───── Entries provided

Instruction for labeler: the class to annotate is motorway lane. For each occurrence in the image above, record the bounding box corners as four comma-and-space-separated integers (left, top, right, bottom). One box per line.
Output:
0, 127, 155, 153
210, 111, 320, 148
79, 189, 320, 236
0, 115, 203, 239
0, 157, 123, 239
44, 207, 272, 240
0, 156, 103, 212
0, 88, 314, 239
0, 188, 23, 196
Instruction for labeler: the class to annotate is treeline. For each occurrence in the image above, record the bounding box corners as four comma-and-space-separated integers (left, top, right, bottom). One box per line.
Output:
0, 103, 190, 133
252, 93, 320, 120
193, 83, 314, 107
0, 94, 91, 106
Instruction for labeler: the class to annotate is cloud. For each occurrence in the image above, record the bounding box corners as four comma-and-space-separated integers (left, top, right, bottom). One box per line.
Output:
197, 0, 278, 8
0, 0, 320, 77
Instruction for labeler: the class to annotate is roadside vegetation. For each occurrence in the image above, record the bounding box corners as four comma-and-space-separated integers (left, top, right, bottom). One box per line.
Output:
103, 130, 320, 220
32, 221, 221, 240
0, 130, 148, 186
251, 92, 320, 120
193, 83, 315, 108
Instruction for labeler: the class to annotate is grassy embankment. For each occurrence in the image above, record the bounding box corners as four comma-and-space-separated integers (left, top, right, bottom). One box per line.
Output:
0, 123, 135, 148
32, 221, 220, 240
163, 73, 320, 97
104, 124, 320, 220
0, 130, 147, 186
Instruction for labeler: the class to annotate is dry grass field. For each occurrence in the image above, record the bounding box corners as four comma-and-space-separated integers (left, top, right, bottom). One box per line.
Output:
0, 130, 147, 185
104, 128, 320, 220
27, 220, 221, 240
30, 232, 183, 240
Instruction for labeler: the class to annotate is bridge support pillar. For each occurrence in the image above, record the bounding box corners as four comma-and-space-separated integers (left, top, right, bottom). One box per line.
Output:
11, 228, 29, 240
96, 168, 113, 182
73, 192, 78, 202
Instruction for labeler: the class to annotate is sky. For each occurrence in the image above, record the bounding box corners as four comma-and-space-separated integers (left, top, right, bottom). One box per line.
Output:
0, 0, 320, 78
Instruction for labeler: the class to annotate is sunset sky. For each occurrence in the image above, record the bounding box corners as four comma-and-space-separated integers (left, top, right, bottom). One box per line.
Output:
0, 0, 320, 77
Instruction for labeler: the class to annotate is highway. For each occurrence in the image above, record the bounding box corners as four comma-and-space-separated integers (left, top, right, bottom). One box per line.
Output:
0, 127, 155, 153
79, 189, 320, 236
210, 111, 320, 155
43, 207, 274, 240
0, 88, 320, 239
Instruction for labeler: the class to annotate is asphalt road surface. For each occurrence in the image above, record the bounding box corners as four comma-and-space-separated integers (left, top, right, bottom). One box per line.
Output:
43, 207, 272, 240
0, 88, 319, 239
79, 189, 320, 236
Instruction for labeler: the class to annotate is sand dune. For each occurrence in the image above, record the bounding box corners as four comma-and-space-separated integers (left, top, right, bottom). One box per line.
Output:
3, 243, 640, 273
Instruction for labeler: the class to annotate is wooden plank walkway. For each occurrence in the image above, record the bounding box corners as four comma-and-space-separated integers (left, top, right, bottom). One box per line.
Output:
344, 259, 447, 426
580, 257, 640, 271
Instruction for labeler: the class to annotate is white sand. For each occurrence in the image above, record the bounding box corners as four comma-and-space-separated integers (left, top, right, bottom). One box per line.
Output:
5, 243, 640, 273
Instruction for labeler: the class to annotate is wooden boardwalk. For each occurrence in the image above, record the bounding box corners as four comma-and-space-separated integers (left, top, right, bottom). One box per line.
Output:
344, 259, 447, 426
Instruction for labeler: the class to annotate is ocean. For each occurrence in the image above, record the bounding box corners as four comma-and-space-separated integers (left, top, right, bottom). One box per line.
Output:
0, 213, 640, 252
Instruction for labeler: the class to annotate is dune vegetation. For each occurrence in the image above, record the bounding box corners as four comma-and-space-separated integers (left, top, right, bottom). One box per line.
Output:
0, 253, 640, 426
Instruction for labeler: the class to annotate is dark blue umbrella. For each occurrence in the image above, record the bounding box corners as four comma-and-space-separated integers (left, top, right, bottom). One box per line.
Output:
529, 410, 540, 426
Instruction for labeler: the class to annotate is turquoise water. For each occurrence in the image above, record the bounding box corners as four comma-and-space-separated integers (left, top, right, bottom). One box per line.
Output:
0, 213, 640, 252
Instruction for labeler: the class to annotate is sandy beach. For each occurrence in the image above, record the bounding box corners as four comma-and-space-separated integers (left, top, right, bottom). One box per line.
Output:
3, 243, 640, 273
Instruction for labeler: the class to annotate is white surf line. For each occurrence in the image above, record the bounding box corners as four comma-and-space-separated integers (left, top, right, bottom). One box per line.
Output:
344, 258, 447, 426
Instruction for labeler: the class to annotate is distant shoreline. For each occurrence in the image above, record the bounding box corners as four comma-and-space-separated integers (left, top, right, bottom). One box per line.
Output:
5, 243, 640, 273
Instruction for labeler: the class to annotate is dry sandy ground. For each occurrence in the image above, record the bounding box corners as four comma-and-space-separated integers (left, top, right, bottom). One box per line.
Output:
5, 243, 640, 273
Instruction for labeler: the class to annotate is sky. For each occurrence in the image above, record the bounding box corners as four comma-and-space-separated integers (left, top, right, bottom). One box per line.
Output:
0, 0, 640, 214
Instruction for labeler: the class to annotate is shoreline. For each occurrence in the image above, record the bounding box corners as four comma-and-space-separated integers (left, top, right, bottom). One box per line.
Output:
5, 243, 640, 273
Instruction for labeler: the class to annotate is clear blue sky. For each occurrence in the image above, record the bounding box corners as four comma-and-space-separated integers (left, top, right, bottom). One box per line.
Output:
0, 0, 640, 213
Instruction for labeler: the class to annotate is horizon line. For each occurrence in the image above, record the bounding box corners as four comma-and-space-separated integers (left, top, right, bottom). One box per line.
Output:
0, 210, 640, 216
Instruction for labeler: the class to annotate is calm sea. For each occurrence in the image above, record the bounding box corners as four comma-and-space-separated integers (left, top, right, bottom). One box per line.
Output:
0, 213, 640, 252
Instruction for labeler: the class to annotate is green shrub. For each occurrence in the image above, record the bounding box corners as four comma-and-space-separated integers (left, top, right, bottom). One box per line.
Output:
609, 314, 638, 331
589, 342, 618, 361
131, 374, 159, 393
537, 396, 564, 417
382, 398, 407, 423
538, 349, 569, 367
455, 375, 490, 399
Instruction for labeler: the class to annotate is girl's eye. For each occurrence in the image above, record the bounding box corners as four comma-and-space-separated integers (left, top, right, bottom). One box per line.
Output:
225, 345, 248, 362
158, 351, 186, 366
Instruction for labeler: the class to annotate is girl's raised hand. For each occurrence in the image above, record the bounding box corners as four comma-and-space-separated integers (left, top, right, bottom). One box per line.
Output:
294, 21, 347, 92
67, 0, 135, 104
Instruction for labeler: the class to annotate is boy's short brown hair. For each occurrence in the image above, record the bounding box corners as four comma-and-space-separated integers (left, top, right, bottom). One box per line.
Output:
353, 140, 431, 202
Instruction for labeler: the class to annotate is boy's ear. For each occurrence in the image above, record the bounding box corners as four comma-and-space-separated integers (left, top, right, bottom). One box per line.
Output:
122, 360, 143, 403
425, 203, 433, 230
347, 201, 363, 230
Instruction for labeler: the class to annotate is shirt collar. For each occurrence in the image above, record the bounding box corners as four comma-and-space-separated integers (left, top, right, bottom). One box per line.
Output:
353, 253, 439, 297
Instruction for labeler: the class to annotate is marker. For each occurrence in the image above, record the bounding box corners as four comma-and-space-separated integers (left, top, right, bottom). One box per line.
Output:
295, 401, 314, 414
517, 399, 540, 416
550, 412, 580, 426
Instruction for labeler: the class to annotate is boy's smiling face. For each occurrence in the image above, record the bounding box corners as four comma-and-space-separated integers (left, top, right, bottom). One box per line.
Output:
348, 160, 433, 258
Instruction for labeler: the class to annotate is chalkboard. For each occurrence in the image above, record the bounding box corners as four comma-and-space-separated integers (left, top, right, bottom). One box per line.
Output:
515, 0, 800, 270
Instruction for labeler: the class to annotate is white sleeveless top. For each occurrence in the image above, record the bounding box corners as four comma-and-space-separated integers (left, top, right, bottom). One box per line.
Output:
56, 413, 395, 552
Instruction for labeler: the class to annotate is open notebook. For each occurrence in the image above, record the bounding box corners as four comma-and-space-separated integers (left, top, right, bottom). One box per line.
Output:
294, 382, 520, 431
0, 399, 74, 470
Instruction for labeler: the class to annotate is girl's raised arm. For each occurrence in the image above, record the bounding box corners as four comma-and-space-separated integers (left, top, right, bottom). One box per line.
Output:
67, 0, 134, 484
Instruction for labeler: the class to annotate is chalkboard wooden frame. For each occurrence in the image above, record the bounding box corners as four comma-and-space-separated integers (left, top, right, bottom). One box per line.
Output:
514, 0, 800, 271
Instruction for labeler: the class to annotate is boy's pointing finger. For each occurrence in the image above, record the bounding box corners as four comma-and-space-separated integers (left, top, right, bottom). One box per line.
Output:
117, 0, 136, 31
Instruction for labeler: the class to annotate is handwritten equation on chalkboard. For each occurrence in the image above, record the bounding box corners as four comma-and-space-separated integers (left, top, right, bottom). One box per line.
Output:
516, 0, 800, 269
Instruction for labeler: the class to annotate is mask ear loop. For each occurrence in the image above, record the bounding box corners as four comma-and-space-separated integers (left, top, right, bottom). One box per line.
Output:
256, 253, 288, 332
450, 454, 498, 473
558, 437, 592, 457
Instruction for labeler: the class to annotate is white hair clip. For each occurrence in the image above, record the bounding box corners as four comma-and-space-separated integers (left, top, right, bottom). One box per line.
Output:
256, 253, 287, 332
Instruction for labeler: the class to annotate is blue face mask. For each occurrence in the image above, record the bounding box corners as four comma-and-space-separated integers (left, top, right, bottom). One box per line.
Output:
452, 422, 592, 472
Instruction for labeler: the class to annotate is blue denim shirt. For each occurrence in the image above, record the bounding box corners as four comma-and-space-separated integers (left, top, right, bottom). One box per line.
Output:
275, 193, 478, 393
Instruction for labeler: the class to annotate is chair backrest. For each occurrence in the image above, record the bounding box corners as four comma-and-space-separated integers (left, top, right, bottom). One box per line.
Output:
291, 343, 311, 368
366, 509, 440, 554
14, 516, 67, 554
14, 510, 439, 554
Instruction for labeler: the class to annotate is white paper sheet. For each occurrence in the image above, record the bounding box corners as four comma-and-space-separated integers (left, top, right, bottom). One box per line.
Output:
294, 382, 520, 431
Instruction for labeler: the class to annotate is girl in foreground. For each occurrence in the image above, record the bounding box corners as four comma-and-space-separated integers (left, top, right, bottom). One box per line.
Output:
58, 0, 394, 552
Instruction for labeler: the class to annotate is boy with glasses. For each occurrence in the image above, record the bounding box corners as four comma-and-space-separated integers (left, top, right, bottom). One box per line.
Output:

──────────

What is required —
Return each line of the rows above that contains the string "boardwalk". Uppercase and lowercase letters count as different.

Output for this exercise —
Instruction for labeler: the class to annotate is wooden boardwalk. For each occurrence in the image above, record the bounding box corners as four comma-and-space-separated integers (left, top, right, bottom). One box per line.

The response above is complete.